Your goal :: Pictures don't belong in the copy; print all the records exactly.
..............................
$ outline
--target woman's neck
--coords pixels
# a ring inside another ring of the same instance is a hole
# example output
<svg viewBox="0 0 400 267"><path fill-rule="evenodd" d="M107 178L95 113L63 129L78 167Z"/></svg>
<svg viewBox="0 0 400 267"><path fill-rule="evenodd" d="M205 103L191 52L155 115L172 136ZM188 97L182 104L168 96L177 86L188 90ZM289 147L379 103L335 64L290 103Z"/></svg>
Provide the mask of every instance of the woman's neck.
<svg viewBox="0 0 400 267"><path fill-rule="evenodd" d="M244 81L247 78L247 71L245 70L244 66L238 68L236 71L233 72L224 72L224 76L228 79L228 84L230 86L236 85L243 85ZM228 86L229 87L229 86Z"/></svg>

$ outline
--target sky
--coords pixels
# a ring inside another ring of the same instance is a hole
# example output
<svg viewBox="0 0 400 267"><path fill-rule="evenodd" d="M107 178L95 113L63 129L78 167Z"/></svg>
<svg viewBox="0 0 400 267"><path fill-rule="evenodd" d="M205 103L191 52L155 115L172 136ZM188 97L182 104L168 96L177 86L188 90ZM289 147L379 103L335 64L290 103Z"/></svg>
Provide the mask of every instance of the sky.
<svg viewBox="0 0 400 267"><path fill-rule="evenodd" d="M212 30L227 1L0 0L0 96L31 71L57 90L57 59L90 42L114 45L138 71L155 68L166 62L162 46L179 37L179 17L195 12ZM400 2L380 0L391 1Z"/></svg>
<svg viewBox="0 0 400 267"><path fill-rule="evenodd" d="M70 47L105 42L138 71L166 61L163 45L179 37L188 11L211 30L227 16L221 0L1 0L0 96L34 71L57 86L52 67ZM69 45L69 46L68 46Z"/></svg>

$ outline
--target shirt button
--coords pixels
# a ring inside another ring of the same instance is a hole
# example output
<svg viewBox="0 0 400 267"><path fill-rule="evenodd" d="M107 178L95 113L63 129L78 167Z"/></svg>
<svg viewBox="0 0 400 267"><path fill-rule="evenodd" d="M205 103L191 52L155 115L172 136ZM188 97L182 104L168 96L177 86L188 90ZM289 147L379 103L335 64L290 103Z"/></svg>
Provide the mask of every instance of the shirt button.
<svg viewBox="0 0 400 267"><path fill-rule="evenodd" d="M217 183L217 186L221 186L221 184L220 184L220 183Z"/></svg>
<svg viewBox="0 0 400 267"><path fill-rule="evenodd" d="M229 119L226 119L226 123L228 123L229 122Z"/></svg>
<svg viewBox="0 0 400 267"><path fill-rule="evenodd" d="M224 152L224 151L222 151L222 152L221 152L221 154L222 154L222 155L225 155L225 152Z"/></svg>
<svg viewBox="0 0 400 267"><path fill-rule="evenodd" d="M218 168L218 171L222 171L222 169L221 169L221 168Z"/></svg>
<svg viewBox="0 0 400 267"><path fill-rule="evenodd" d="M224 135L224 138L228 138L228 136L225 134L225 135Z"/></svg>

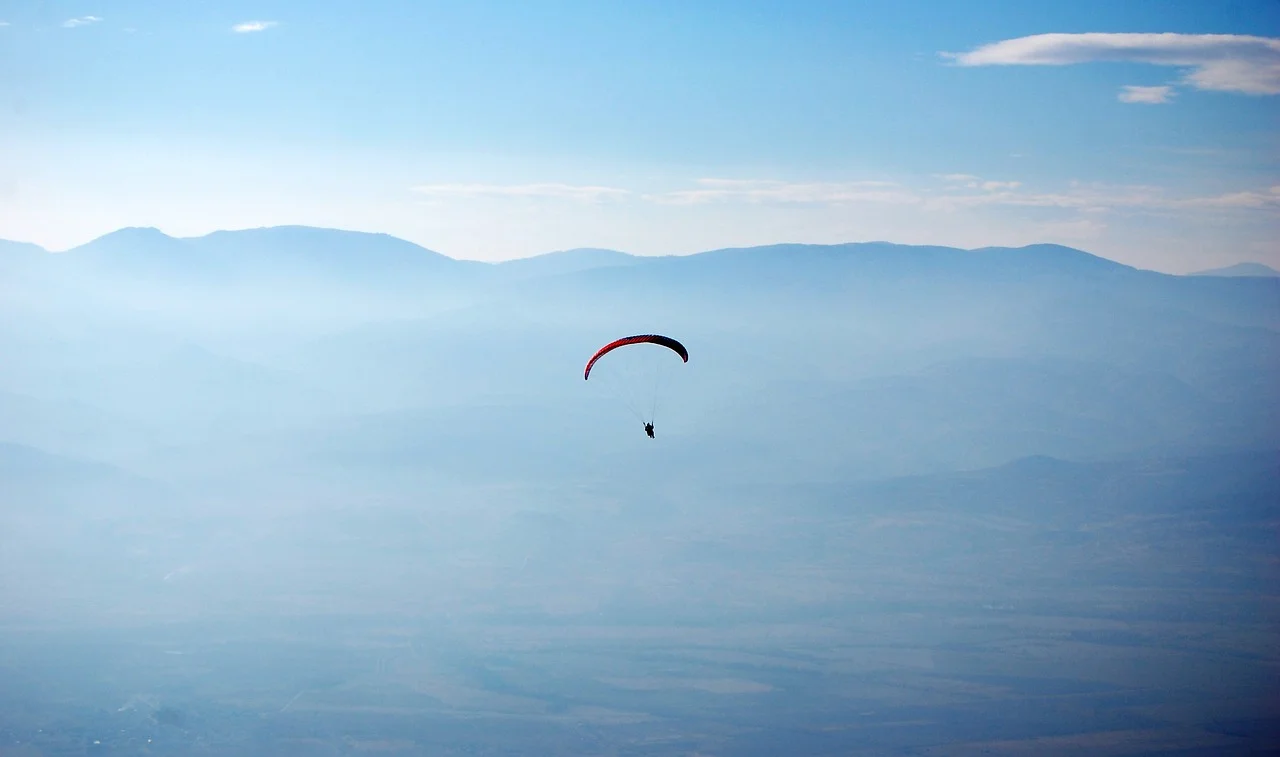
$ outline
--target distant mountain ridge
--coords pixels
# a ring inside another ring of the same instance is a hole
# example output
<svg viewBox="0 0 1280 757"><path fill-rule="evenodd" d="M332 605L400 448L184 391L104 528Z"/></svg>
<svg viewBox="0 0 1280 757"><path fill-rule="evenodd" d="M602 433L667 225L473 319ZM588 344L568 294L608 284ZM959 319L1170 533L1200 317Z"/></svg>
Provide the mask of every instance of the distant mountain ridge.
<svg viewBox="0 0 1280 757"><path fill-rule="evenodd" d="M127 228L66 252L38 251L0 244L0 292L10 304L47 309L56 302L97 302L150 317L145 311L158 307L194 314L234 302L227 317L306 313L334 322L459 308L488 309L478 317L492 318L507 306L566 322L580 319L582 308L629 321L655 313L678 320L699 311L697 322L728 325L746 313L780 316L793 305L811 315L826 308L828 317L855 323L889 310L910 319L911 312L940 307L969 311L1046 297L1094 308L1097 302L1085 301L1124 290L1125 298L1176 300L1224 322L1278 325L1268 304L1276 297L1275 279L1174 276L1056 244L972 250L774 244L666 256L582 248L487 263L386 234L278 226L191 238ZM945 324L918 328L941 333Z"/></svg>
<svg viewBox="0 0 1280 757"><path fill-rule="evenodd" d="M57 254L109 273L136 267L193 275L261 275L310 268L330 274L364 276L468 267L388 234L274 226L215 231L200 237L171 237L154 228L126 228Z"/></svg>
<svg viewBox="0 0 1280 757"><path fill-rule="evenodd" d="M598 268L629 267L658 261L702 262L728 256L779 258L785 262L798 255L810 257L857 254L873 263L886 253L895 262L909 265L936 265L948 258L967 254L968 262L982 261L1010 269L1052 268L1059 272L1102 272L1139 270L1099 255L1065 245L1038 243L1022 247L960 248L939 245L908 245L887 241L838 244L781 243L750 247L726 247L687 255L633 255L618 250L582 247L556 250L497 262L449 257L389 234L349 231L316 226L269 226L252 229L219 230L197 237L173 237L154 227L125 227L104 234L63 252L52 252L30 242L0 239L0 271L12 269L21 256L33 262L40 253L62 261L91 263L96 268L153 266L158 271L176 272L184 267L191 273L209 274L234 268L262 272L286 261L291 265L315 266L330 272L370 273L374 269L398 270L470 269L473 272L500 271L507 278L530 278L573 274ZM67 256L63 258L62 256ZM353 265L356 261L363 265ZM371 264L371 265L370 265ZM1190 276L1280 277L1280 271L1256 262L1237 263L1223 268L1197 271Z"/></svg>
<svg viewBox="0 0 1280 757"><path fill-rule="evenodd" d="M0 255L14 252L46 252L38 245L0 240ZM214 231L199 237L172 237L152 227L126 227L104 234L85 244L64 252L50 253L95 263L127 260L130 263L158 261L165 256L180 256L186 261L208 264L237 261L244 263L270 255L294 262L324 263L336 265L353 259L376 262L379 265L449 265L468 266L476 269L502 269L507 273L522 275L557 275L594 268L631 266L650 261L685 259L712 259L726 255L785 256L809 254L848 255L858 253L879 256L891 252L909 256L918 262L935 261L938 258L970 253L990 259L1051 261L1055 265L1095 266L1099 268L1130 268L1097 255L1056 244L1034 244L1024 247L959 247L904 245L892 242L848 242L842 244L784 243L752 247L719 248L690 255L645 256L631 255L618 250L601 248L575 248L542 253L525 258L496 263L451 258L421 245L389 234L347 231L313 226L272 226L234 231ZM1268 269L1269 270L1269 269Z"/></svg>
<svg viewBox="0 0 1280 757"><path fill-rule="evenodd" d="M185 444L308 422L330 445L317 455L553 471L547 419L579 413L576 431L550 432L573 439L599 420L581 404L604 391L583 386L586 358L649 332L692 355L661 438L704 444L688 464L725 475L743 459L760 479L866 478L1280 443L1280 281L1060 245L492 264L360 232L123 229L64 253L0 246L0 265L0 440L122 464L153 429ZM382 419L322 430L400 411L402 434Z"/></svg>
<svg viewBox="0 0 1280 757"><path fill-rule="evenodd" d="M47 252L48 250L45 248L31 242L11 242L8 239L0 239L0 259L14 255L32 255Z"/></svg>
<svg viewBox="0 0 1280 757"><path fill-rule="evenodd" d="M643 262L644 258L617 250L596 247L578 247L558 250L527 258L504 260L496 265L505 273L516 276L556 276L577 273L593 268L629 266Z"/></svg>
<svg viewBox="0 0 1280 757"><path fill-rule="evenodd" d="M1224 277L1249 277L1262 276L1267 278L1280 277L1280 271L1271 266L1262 263L1236 263L1225 268L1210 268L1207 271L1197 271L1192 276L1224 276Z"/></svg>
..............................
Response to the task ::
$ outline
--target woman's neck
--coords pixels
# a ring inside another ring of the same instance is a hole
# example output
<svg viewBox="0 0 400 267"><path fill-rule="evenodd" d="M107 178L95 113L63 129L78 167Z"/></svg>
<svg viewBox="0 0 400 267"><path fill-rule="evenodd" d="M205 103L191 52L155 115L172 136ZM188 97L182 104L168 96L177 86L188 90ZM289 147L379 103L335 64L290 103Z"/></svg>
Provide the mask of every instance of the woman's neck.
<svg viewBox="0 0 400 267"><path fill-rule="evenodd" d="M244 81L247 78L247 71L245 70L244 66L238 68L236 71L233 72L224 72L224 76L228 79L228 84L230 86L236 85L243 85ZM228 86L229 87L229 86Z"/></svg>

$ outline
--target sky
--coords pixels
# a ring inside another ring of the same instance is a hole
# example output
<svg viewBox="0 0 400 267"><path fill-rule="evenodd" d="M107 178L95 113L63 129L78 167Z"/></svg>
<svg viewBox="0 0 400 267"><path fill-rule="evenodd" d="M205 103L191 52L155 115L172 136ZM188 97L182 104L168 96L177 86L188 90ZM289 147L379 103L335 64L290 103Z"/></svg>
Provide the mask of every instance of the sky.
<svg viewBox="0 0 400 267"><path fill-rule="evenodd" d="M212 30L227 1L0 0L0 96L31 71L57 90L57 59L90 42L114 45L138 71L155 68L166 62L162 46L179 37L179 17L195 12ZM400 2L380 0L391 1Z"/></svg>
<svg viewBox="0 0 400 267"><path fill-rule="evenodd" d="M70 47L105 42L138 71L166 61L163 45L179 37L188 11L211 30L227 16L221 0L1 0L0 96L34 71L57 86L52 67ZM69 45L69 46L68 46Z"/></svg>

$ outline
--target shirt button
--coords pixels
# a ring inside another ring of the same instance is a hole
# example output
<svg viewBox="0 0 400 267"><path fill-rule="evenodd" d="M107 178L95 113L63 129L78 167Z"/></svg>
<svg viewBox="0 0 400 267"><path fill-rule="evenodd" d="M205 103L191 52L155 115L172 136ZM188 97L182 104L168 96L177 86L188 90ZM289 147L379 103L335 64L290 103Z"/></svg>
Provide the mask of every instance of the shirt button.
<svg viewBox="0 0 400 267"><path fill-rule="evenodd" d="M217 183L217 186L221 186L221 184L220 184L220 183Z"/></svg>
<svg viewBox="0 0 400 267"><path fill-rule="evenodd" d="M229 119L226 119L226 123L228 123L229 122Z"/></svg>
<svg viewBox="0 0 400 267"><path fill-rule="evenodd" d="M224 152L224 151L222 151L222 152L221 152L221 154L222 154L222 155L225 155L225 152Z"/></svg>
<svg viewBox="0 0 400 267"><path fill-rule="evenodd" d="M218 168L218 171L222 171L222 169L221 169L221 168Z"/></svg>
<svg viewBox="0 0 400 267"><path fill-rule="evenodd" d="M224 135L224 138L228 138L228 136L225 134L225 135Z"/></svg>

$ outline
--target distant mountain ridge
--coords pixels
# a ring inside another ring of the same instance is a hole
# example output
<svg viewBox="0 0 1280 757"><path fill-rule="evenodd" d="M332 605L400 448L184 391L104 528Z"/></svg>
<svg viewBox="0 0 1280 757"><path fill-rule="evenodd" d="M602 433L667 225L473 319ZM588 344L568 294L608 284ZM959 319L1170 533L1200 317Z"/></svg>
Provide the mask of every instance of the distant mountain ridge.
<svg viewBox="0 0 1280 757"><path fill-rule="evenodd" d="M127 228L66 252L38 251L0 244L0 292L10 304L47 309L56 302L97 302L150 317L145 311L158 307L194 314L234 302L227 317L306 313L334 322L459 308L488 309L478 317L492 318L507 306L566 322L580 319L582 308L629 321L655 313L678 320L699 311L697 322L728 325L746 313L780 316L793 305L811 315L826 308L828 317L855 323L889 310L910 319L911 312L940 307L969 311L1046 297L1094 308L1097 302L1085 301L1124 290L1125 298L1176 300L1224 322L1278 325L1268 304L1276 297L1275 279L1174 276L1056 244L972 250L774 244L666 256L582 248L487 263L386 234L278 226L191 238ZM945 324L918 328L941 333Z"/></svg>
<svg viewBox="0 0 1280 757"><path fill-rule="evenodd" d="M57 254L109 273L136 267L193 275L261 275L310 268L330 274L364 276L468 267L388 234L274 226L215 231L200 237L171 237L154 228L126 228Z"/></svg>
<svg viewBox="0 0 1280 757"><path fill-rule="evenodd" d="M598 268L629 267L658 261L702 262L728 256L779 258L785 262L798 255L810 257L857 254L873 263L886 253L895 262L909 265L936 265L948 258L967 254L968 262L982 261L1010 269L1052 268L1059 272L1102 272L1139 270L1099 255L1065 245L1038 243L1022 247L960 248L939 245L908 245L887 241L838 244L781 243L750 247L726 247L687 255L633 255L618 250L582 247L556 250L497 262L449 257L389 234L349 231L316 226L269 226L252 229L219 230L197 237L173 237L154 227L125 227L104 234L63 252L52 252L30 242L0 239L0 271L12 269L21 256L33 262L40 253L62 261L91 263L96 268L153 266L158 271L176 272L184 267L191 273L209 274L234 268L262 272L286 261L291 265L315 266L330 272L370 273L374 269L398 270L470 269L473 272L500 271L507 278L530 278L573 274ZM67 256L63 258L62 256ZM353 265L356 261L363 265ZM371 264L371 265L370 265ZM1190 276L1280 277L1280 271L1256 262L1237 263L1223 268L1197 271Z"/></svg>
<svg viewBox="0 0 1280 757"><path fill-rule="evenodd" d="M0 255L14 252L46 252L38 245L0 240ZM214 231L199 237L172 237L152 227L126 227L104 234L85 244L64 252L50 253L95 263L127 260L130 263L158 261L165 256L180 256L186 261L208 264L237 261L244 263L270 255L294 262L324 263L336 265L353 259L376 262L379 265L449 265L468 266L476 269L502 269L507 273L522 275L557 275L594 268L631 266L650 261L685 259L712 259L726 255L785 256L809 254L848 255L858 253L879 256L891 252L909 256L918 262L935 261L938 258L970 253L990 259L1051 261L1055 265L1095 266L1099 268L1130 268L1097 255L1056 244L1034 244L1024 247L959 247L904 245L892 242L848 242L842 244L784 243L752 247L719 248L690 255L645 256L631 255L618 250L601 248L575 248L542 253L525 258L496 263L451 258L421 245L389 234L347 231L313 226L272 226L234 231ZM1268 269L1269 270L1269 269Z"/></svg>
<svg viewBox="0 0 1280 757"><path fill-rule="evenodd" d="M185 444L308 422L330 445L317 455L553 471L547 419L579 413L576 431L550 432L573 439L599 420L581 404L604 391L583 386L586 358L649 332L692 355L661 438L704 444L688 464L725 475L743 459L760 479L866 478L1280 443L1280 281L1060 245L492 264L360 232L123 229L64 253L0 246L0 265L0 440L122 464L153 429ZM382 419L322 430L400 411L402 434Z"/></svg>
<svg viewBox="0 0 1280 757"><path fill-rule="evenodd" d="M47 252L48 250L45 248L31 242L11 242L8 239L0 239L0 259L14 255L32 255Z"/></svg>
<svg viewBox="0 0 1280 757"><path fill-rule="evenodd" d="M643 262L644 258L617 250L596 247L578 247L558 250L527 258L504 260L496 265L505 273L516 276L556 276L577 273L593 268L629 266Z"/></svg>
<svg viewBox="0 0 1280 757"><path fill-rule="evenodd" d="M1224 277L1249 277L1262 276L1267 278L1280 277L1280 271L1271 266L1262 263L1236 263L1225 268L1210 268L1207 271L1197 271L1192 276L1224 276Z"/></svg>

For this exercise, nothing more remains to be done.